══ Provided passage
Summary of Delay in the Present Case
[80] The total delay is 56½ months from the charge or initial information being sworn to the proposed end of the trial. Further, subtract seven months for defence caused-delay to achieve the Net delay. From that amount, subtract 14 months due to the discrete event of the pandemic with the reality of the ubiquitous cessation of jury trials in Hamilton. The Remaining Delay is 35½ months, which is above the 30-month threshold in Jordan.
[81] There is no issue of complexity or other reason advanced by the Crown to suggest that exceeding the presumptive threshold is reasonable in the circumstances.
CONCLUSION:
[82] Having regard to the overall s. 11(b) and Jordan analysis, there was a total delay of 56½ months. When calculating the net delay, the result is 49½ months. A further period of 14 months is captured by an exceptional circumstance due to the discrete event of the pandemic and the ubiquitous cessation of hearings or trials in the Superior Court in Ontario.
[83] The Remaining Delay of 35½ months exceeds the Jordan guidelines for a jury trial in the Superior Court and is presumptively unreasonable.
[84] The applicant’s rights pursuant to s. 11(b) of the Charter to be tried without reasonable delay has been breached. The application is granted and the charges are hereby stayed.
A.J. GOODMAN J.
Released: November 18, 2022
COURT FILE NO.: CR 19-0054
DATE: 2022-11-18
ONTARIO
SUPERIOR COURT OF JUSTICE
BETWEEN:
HIS MAJESTY THE KING
Respondent
-and-
ANGELO KIRKOPOULOS
Applicant
RULING ON APPLICATION PURSUANT TO SECTIONS 11(b) & 24(1) OF THE CHARTER
A. J. Goodman J.
DATED: November 18, 2022
[^1]: I have already deducted the period from January 19, 2021 to March 29, 2021 as defence-caused delay.
════
▸ Directions:
**a)** Summarize the ruling on delay in two sentences.
**b)** Duplicate the stretch of the ruling from "[83] The Remaining" through "are hereby stayed.".
**c)** List every distinct length of time, in months, that the ruling mentions.
Rely only on the ruling above for the work on it.
══ Data listing
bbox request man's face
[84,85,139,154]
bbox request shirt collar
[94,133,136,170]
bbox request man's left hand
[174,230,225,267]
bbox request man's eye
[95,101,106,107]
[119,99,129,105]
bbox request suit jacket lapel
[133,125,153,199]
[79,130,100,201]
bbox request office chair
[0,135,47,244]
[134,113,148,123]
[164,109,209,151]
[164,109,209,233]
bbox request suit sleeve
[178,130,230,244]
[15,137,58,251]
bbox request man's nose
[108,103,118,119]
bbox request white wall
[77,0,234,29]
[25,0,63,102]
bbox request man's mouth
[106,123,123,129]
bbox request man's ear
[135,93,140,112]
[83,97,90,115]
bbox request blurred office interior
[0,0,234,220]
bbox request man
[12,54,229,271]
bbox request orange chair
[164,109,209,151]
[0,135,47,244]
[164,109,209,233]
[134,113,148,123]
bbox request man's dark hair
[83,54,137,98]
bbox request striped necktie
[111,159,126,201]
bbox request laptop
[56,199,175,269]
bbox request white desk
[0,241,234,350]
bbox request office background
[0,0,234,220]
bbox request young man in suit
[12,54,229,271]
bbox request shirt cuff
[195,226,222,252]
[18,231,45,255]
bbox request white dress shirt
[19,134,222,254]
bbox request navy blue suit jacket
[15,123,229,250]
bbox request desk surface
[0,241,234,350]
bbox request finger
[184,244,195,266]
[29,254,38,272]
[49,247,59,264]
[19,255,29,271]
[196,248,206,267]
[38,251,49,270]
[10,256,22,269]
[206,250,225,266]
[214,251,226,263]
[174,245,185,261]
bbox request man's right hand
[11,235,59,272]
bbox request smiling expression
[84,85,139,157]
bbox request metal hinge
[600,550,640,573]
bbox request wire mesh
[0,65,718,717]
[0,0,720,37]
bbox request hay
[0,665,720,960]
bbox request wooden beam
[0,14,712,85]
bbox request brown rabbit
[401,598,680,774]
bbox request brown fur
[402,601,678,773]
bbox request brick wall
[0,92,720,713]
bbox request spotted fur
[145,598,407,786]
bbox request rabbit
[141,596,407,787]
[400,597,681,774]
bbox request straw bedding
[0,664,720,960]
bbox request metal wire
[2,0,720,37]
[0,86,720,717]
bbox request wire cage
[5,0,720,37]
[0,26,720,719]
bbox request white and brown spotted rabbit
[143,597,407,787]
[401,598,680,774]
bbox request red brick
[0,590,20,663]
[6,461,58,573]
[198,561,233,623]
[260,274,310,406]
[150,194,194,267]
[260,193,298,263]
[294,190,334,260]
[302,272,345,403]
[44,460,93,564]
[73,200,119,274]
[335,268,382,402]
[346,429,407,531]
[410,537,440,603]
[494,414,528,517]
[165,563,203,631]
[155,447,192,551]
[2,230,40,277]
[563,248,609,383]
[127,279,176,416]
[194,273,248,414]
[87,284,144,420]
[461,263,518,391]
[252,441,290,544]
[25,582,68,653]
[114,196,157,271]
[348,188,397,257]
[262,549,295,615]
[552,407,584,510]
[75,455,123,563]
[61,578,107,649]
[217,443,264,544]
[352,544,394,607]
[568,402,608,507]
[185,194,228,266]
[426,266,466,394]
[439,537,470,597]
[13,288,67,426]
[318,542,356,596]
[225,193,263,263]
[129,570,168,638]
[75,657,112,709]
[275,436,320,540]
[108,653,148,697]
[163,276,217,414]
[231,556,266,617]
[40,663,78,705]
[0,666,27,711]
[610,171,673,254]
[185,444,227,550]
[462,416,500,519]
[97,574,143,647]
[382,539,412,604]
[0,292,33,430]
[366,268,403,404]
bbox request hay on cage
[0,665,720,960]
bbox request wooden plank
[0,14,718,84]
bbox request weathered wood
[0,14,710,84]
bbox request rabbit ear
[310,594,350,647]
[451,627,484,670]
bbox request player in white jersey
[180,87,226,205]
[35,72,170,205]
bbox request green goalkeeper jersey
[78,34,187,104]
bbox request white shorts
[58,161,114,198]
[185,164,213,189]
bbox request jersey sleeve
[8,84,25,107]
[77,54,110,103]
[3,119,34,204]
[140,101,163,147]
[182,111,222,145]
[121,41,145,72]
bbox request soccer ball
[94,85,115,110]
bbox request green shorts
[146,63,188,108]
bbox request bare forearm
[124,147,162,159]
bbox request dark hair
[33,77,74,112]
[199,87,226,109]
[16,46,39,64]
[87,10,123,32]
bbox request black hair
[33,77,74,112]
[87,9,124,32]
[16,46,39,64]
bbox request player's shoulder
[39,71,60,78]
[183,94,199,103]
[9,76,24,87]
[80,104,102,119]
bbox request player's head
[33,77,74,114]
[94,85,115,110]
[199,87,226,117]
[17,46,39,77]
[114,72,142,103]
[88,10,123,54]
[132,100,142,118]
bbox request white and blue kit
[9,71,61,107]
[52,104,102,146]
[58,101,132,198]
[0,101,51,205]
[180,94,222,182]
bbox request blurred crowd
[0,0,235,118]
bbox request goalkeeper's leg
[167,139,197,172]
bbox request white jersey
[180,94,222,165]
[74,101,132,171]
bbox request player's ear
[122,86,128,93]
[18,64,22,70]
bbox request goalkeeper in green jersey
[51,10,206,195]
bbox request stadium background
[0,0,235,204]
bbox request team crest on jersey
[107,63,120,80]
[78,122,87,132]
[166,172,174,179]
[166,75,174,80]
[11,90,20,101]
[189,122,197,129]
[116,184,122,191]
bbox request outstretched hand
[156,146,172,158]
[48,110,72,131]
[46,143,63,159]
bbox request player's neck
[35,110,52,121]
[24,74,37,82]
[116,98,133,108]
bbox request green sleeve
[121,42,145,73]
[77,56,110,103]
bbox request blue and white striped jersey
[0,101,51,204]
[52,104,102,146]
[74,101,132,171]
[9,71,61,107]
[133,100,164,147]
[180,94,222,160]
════
▸ Task responses:
**a)** The total delay was 56½ months. After subtracting seven months of defence-caused delay and 14 months for the pandemic, 35½ months remain, which exceeds the 30-month Jordan threshold, so the applicant's s. 11(b) Charter right was breached and the charges were stayed.

**b)**
[83] The Remaining Delay of 35½ months exceeds the Jordan guidelines for a jury trial in the Superior Court and is presumptively unreasonable.
[84] The applicant’s rights pursuant to s. 11(b) of the Charter to be tried without reasonable delay has been breached. The application is granted and the charges are hereby stayed.

**c)** 56½ months, seven months, 14 months, 35½ months, 30 months, 49½ months